▸ GOAL 1:
In the forum post, what did the writer decide was better than opening the door?
▸ GOAL 2:
Pull out every line of the rows that contains the string "head".

We're all connected.
>> No. 12221 [Edit]
If Canada accepted me, I'd go live in a hut in the most northern region they could offer.
>> No. 12240 [Edit]
>from every single person
There was one time where I turned off my internet for about a month or two and refused to browse it. It happened sometime after an MMO I was playing gave me a panic attack. I was living alone at the time (only for two or three months really) and had a bunch of food stockpiled that I rarely ate - I was rationing the food because I was too afraid to open my door and go outside to buy more. I would freeze when I put my hand near my doorknob and would stand there for about an hour unable to move (I was trying to open the door). I decided starving was better than opening the door.

I forgot how to speak, felt like I was going insane and my panic attacks grew out of control and every outside noise was getting to me. Soon I was panicking over everything and couldn't even operate unless it was nighttime and all the lights were off because I thought someone could see me through the windows. Then I started being afraid of night because I thought something was in my place, hiding in the shadows and I couldn't decide if night or day was worse and if the lights should be on or off. It was only really bad because I felt like I was drifting away from being able to appear as a normal person if I went outside; since I was secluded for so long - I thought people would stare at me and would be able to notice my horrible anxiety and that I probably developed weird quirks from being away from people so long. Basically, I just didn't want people to stare at me and I knew I was turning weirder by the minute and forgetting all my social skills. I never got over the fear associated with people looking at me and I still can't go near windows.

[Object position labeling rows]
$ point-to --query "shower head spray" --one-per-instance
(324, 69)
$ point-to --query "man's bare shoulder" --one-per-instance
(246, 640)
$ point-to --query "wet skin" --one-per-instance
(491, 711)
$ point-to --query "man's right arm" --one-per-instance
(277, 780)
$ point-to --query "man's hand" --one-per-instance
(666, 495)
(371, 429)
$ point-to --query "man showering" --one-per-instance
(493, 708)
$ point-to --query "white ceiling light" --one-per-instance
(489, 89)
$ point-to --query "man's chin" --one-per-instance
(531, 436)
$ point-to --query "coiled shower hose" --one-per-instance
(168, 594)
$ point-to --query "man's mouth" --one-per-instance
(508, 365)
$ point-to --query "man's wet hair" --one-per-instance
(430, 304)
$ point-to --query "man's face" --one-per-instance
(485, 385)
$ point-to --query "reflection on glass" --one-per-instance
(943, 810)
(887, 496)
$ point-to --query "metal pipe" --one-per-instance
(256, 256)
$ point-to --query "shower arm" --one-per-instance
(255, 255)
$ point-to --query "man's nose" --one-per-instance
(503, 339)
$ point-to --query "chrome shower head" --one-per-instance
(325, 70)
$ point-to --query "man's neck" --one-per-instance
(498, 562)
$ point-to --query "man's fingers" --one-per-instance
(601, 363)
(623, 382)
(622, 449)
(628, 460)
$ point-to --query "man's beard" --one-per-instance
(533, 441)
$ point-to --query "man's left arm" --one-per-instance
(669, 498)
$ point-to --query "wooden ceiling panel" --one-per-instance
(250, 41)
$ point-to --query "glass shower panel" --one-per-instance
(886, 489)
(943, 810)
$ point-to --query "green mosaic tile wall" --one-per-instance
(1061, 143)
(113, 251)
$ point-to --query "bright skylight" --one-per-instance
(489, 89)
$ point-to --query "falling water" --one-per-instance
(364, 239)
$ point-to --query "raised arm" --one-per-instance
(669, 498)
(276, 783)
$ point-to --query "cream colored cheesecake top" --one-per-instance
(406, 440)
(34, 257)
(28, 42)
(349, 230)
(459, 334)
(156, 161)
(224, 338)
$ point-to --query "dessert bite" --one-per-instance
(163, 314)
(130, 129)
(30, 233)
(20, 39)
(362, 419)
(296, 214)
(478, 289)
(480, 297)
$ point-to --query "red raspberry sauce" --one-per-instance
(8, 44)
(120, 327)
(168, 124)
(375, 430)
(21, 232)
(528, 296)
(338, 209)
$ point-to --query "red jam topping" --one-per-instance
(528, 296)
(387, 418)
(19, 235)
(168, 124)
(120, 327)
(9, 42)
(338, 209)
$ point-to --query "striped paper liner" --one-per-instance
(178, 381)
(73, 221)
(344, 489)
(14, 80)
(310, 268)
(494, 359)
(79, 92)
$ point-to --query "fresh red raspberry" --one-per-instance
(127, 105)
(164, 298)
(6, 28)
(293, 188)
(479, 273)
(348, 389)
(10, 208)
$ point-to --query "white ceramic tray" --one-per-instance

▸ RESPONSE 1:
Starving.

▸ RESPONSE 2:
$ point-to --query "shower head spray" --one-per-instance
$ point-to --query "chrome shower head" --one-per-instance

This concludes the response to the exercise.